◆ **PROBLEM DESCRIPTION**:
Output, please, every line from the line that holds "query: the noun phrase to segment: boy's" to the end, exactly as written.
[start of INFORMATION GIVEN]
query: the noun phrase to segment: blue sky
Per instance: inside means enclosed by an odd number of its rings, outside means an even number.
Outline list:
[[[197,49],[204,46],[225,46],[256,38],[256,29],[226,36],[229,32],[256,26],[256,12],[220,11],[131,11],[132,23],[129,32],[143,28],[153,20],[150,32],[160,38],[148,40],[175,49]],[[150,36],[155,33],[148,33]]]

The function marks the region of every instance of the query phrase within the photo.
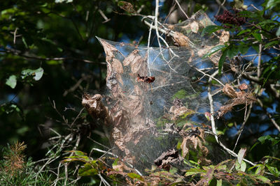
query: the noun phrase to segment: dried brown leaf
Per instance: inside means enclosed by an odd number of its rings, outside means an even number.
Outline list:
[[[237,93],[229,84],[226,84],[223,88],[223,92],[230,98],[237,98]]]
[[[190,46],[190,39],[181,33],[175,32],[173,35],[173,38],[181,47],[188,47]]]
[[[124,139],[122,132],[117,127],[113,129],[111,137],[113,139],[114,144],[122,151],[126,150],[124,144]]]
[[[139,61],[141,60],[141,56],[139,54],[139,50],[134,49],[132,53],[128,55],[123,61],[123,65],[127,66],[130,63],[135,63],[134,61]]]
[[[185,157],[186,155],[188,153],[188,148],[187,147],[188,139],[184,138],[183,139],[182,144],[181,144],[181,148],[182,149],[182,156],[183,157]]]
[[[224,44],[230,40],[230,32],[223,31],[220,36],[220,45]]]
[[[107,59],[111,60],[112,58],[115,56],[113,52],[115,51],[118,52],[118,50],[113,45],[108,44],[104,40],[100,39],[99,41],[102,44],[103,47],[104,48],[106,61]]]
[[[114,71],[115,71],[118,74],[122,74],[123,73],[123,68],[122,63],[115,58],[113,58],[112,60],[112,67]]]
[[[239,86],[238,86],[238,88],[241,91],[246,90],[248,89],[248,85],[246,84],[241,84]]]
[[[192,22],[190,24],[190,29],[193,33],[197,33],[198,31],[198,29],[200,29],[200,26],[198,25],[198,23],[197,22]]]
[[[118,2],[118,6],[122,8],[122,10],[127,11],[129,13],[135,13],[136,11],[134,8],[133,8],[133,6],[132,3],[124,1],[120,1]]]

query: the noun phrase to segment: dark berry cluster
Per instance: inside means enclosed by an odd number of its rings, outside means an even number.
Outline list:
[[[215,18],[219,22],[225,24],[230,24],[236,26],[240,26],[246,22],[246,18],[244,17],[240,17],[238,15],[239,11],[234,10],[235,13],[231,13],[227,10],[224,10],[223,14],[219,15],[216,15]],[[231,26],[224,25],[225,28],[231,28]]]

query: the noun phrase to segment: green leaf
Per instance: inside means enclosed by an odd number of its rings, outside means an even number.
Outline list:
[[[141,181],[144,180],[144,179],[143,178],[142,176],[141,176],[140,175],[136,174],[135,173],[128,173],[127,176],[128,176],[128,177],[130,177],[130,178],[132,178],[132,179],[136,178]]]
[[[238,45],[238,50],[242,54],[246,54],[248,52],[248,49],[249,49],[249,47],[246,44],[242,43],[241,45]]]
[[[240,36],[240,35],[241,35],[241,34],[243,34],[243,33],[244,33],[251,32],[251,29],[241,30],[239,33],[237,33],[237,36]]]
[[[85,156],[87,155],[85,153],[80,151],[80,150],[73,150],[76,155],[78,156]]]
[[[237,56],[239,52],[239,47],[235,45],[231,45],[227,47],[227,55],[230,59]]]
[[[22,71],[22,78],[25,79],[27,77],[33,76],[35,81],[38,81],[43,77],[43,69],[42,68],[36,70],[26,69]]]
[[[12,88],[15,88],[17,85],[17,77],[15,75],[10,75],[6,81],[6,84]]]
[[[278,171],[278,169],[276,167],[274,166],[270,166],[267,164],[265,165],[266,167],[267,167],[267,169],[270,171],[270,173],[272,173],[275,177],[279,177],[280,172]]]
[[[255,174],[263,174],[265,173],[265,166],[263,164],[260,164],[255,171]]]
[[[246,148],[241,148],[239,150],[239,152],[238,152],[237,160],[238,160],[238,162],[239,162],[239,164],[241,164],[241,162],[242,161],[243,158],[244,158],[244,156],[245,156],[246,150]]]
[[[218,26],[218,25],[207,26],[203,29],[203,31],[202,32],[202,36],[204,36],[206,33],[212,33],[213,32],[215,32],[220,29],[223,29],[223,26]]]
[[[187,170],[185,176],[192,176],[197,173],[206,173],[206,171],[201,169],[190,169]]]
[[[278,40],[274,40],[274,41],[270,42],[265,44],[265,48],[268,48],[270,46],[275,45],[278,44],[279,42]]]
[[[86,163],[79,169],[78,174],[80,176],[93,176],[98,174],[98,170],[93,168],[90,164]]]
[[[223,180],[222,179],[217,180],[216,186],[222,186],[222,185],[223,185]]]
[[[239,164],[238,162],[235,162],[235,169],[237,171],[242,171],[242,172],[245,172],[246,167],[246,162],[244,161],[241,161],[241,164]]]
[[[277,31],[276,32],[276,36],[279,37],[280,36],[280,26],[278,28]]]
[[[260,35],[260,33],[253,33],[252,35],[259,42],[262,41],[262,36]]]
[[[223,63],[225,63],[225,57],[227,56],[227,49],[225,49],[223,52],[223,54],[220,58],[220,60],[219,60],[219,62],[218,62],[219,75],[220,75],[220,73],[222,72],[222,68],[223,68]]]
[[[183,99],[187,95],[187,92],[182,89],[176,92],[172,97],[173,99],[178,98],[178,99]]]
[[[278,137],[272,137],[270,135],[260,137],[258,139],[262,144],[265,142],[265,140],[270,141],[272,143],[272,146],[274,146],[280,142],[280,139]]]
[[[280,1],[279,0],[269,0],[267,1],[266,8],[268,9],[272,9],[274,7],[276,6],[277,4],[279,4]]]
[[[268,179],[267,178],[263,176],[255,175],[254,177],[255,177],[255,178],[257,178],[257,179],[261,180],[261,181],[263,182],[263,183],[267,183],[267,184],[269,184],[269,185],[271,185],[270,180]]]
[[[255,52],[257,52],[257,53],[259,53],[260,52],[260,48],[259,48],[259,46],[258,46],[258,45],[252,45],[252,47],[253,48],[253,49],[255,49]]]
[[[225,48],[226,46],[225,45],[217,45],[214,47],[213,48],[211,49],[210,52],[207,54],[206,54],[203,58],[206,58],[208,56],[210,56],[211,55],[212,55],[214,53],[217,52],[219,50],[221,50],[222,49]]]
[[[115,158],[115,161],[113,162],[112,166],[118,165],[118,158]]]
[[[55,0],[56,3],[61,3],[64,2],[66,2],[66,3],[71,3],[73,2],[73,0]]]

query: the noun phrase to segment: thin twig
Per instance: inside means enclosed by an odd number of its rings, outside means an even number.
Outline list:
[[[185,15],[186,17],[187,17],[187,19],[190,19],[190,17],[188,17],[188,15],[185,13],[185,11],[183,10],[182,7],[181,7],[180,3],[178,2],[177,0],[175,0],[176,3],[177,3],[178,6],[179,7],[181,11],[183,13],[183,15]]]
[[[245,106],[244,120],[244,121],[242,123],[242,125],[241,125],[241,126],[240,127],[240,130],[237,132],[238,137],[237,137],[237,141],[235,142],[234,148],[233,148],[232,151],[234,151],[235,148],[237,146],[238,141],[239,140],[241,134],[243,132],[243,130],[244,130],[244,126],[245,126],[245,123],[247,122],[247,121],[248,121],[248,118],[250,116],[252,107],[253,107],[253,103],[251,103],[250,106],[249,106],[249,109],[248,111],[248,114],[246,114],[247,113],[247,102],[246,102],[246,106]]]
[[[218,75],[218,70],[216,70],[214,73],[213,73],[211,76],[211,77],[215,77],[216,75]],[[214,137],[216,139],[216,141],[217,141],[217,143],[225,150],[226,150],[229,154],[230,154],[231,155],[234,156],[234,157],[237,157],[237,154],[235,153],[234,152],[233,152],[232,150],[231,150],[230,149],[227,148],[224,144],[223,144],[218,139],[218,135],[217,135],[217,132],[216,130],[216,123],[215,123],[215,120],[214,120],[214,104],[213,104],[213,98],[212,95],[211,94],[211,81],[212,80],[211,77],[209,77],[209,86],[208,86],[208,98],[209,100],[209,104],[210,104],[210,111],[211,111],[211,116],[210,116],[210,121],[211,121],[211,125],[212,127],[212,132],[214,134],[215,134]],[[255,166],[255,164],[253,163],[252,162],[246,160],[246,159],[243,159],[243,160],[244,162],[248,162],[248,164]]]

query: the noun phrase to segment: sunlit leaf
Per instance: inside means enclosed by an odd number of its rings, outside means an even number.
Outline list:
[[[10,75],[6,81],[6,84],[12,88],[15,88],[17,85],[17,77],[15,75]]]
[[[92,166],[89,164],[85,164],[81,168],[79,169],[78,174],[80,176],[93,176],[98,173],[98,170],[93,168]]]
[[[27,77],[32,76],[35,81],[38,81],[43,77],[43,69],[42,68],[36,70],[26,69],[22,71],[22,78],[25,79]]]
[[[223,26],[218,26],[218,25],[209,25],[206,26],[202,32],[202,36],[204,36],[205,33],[211,33],[213,32],[215,32],[218,30],[223,29]]]
[[[241,148],[238,152],[237,160],[239,164],[241,164],[241,162],[245,156],[246,150],[246,148]]]
[[[132,179],[136,178],[141,181],[143,181],[144,180],[142,176],[141,176],[140,175],[136,174],[135,173],[128,173],[127,176],[128,176],[128,177],[130,177],[130,178],[132,178]]]

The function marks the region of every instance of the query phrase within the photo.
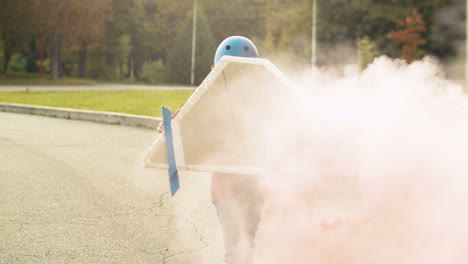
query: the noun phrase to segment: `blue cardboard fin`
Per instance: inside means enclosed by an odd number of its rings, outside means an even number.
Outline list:
[[[169,109],[162,107],[163,123],[164,123],[164,134],[166,136],[166,148],[167,148],[167,161],[169,163],[169,184],[171,186],[171,194],[174,194],[179,190],[179,172],[177,171],[177,164],[175,160],[174,152],[174,139],[172,135],[172,113]]]

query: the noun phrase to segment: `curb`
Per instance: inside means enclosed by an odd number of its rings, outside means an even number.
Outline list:
[[[111,125],[141,127],[148,129],[156,129],[159,123],[162,121],[162,118],[150,116],[8,103],[0,103],[0,112],[40,115],[63,119],[91,121]]]

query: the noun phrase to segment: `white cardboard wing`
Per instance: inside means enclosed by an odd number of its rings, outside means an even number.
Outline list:
[[[261,170],[268,148],[265,122],[281,111],[291,85],[266,59],[224,56],[172,120],[178,169]],[[166,151],[161,134],[145,156],[146,167],[168,168]]]

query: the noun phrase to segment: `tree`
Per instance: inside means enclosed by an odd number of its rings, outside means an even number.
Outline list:
[[[117,40],[117,45],[114,49],[117,61],[119,63],[119,76],[123,78],[124,72],[127,72],[128,56],[132,51],[131,38],[128,34],[123,34]]]
[[[185,18],[185,23],[181,30],[179,30],[174,46],[169,53],[168,67],[170,79],[173,82],[190,83],[192,21],[193,12],[189,11]],[[201,7],[198,8],[197,26],[195,82],[200,83],[210,72],[216,49],[208,20]]]
[[[88,45],[102,34],[105,23],[110,19],[111,0],[80,0],[70,1],[70,9],[66,14],[73,21],[67,28],[79,43],[78,76],[87,75]]]
[[[418,47],[426,44],[426,40],[421,37],[421,33],[427,31],[426,22],[417,9],[413,9],[413,14],[405,20],[398,21],[398,25],[403,29],[390,33],[388,37],[398,43],[402,43],[402,58],[410,63],[416,60]]]

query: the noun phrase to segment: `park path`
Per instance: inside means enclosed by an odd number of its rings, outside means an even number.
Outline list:
[[[0,85],[0,91],[72,91],[72,90],[194,90],[192,86],[95,84],[95,85]]]
[[[145,169],[153,130],[0,113],[0,263],[221,263],[209,175]]]

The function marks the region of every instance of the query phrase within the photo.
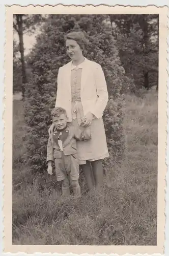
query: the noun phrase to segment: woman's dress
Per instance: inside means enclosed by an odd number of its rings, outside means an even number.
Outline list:
[[[82,64],[77,67],[72,66],[71,87],[72,94],[72,124],[77,127],[83,116],[80,101],[80,82]],[[75,110],[76,110],[75,111]],[[80,164],[86,160],[90,161],[103,159],[109,156],[105,130],[102,118],[94,118],[90,126],[91,139],[88,141],[77,141],[77,147]]]

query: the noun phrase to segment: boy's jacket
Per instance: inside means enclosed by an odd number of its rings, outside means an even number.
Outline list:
[end of INFORMATION GIVEN]
◆ **EXERCISE OUTPUT**:
query: the noun phrase to segment: boy's jacket
Per instance: inside means enclosed by an odd number of its rings, outside means an even number.
Outline list:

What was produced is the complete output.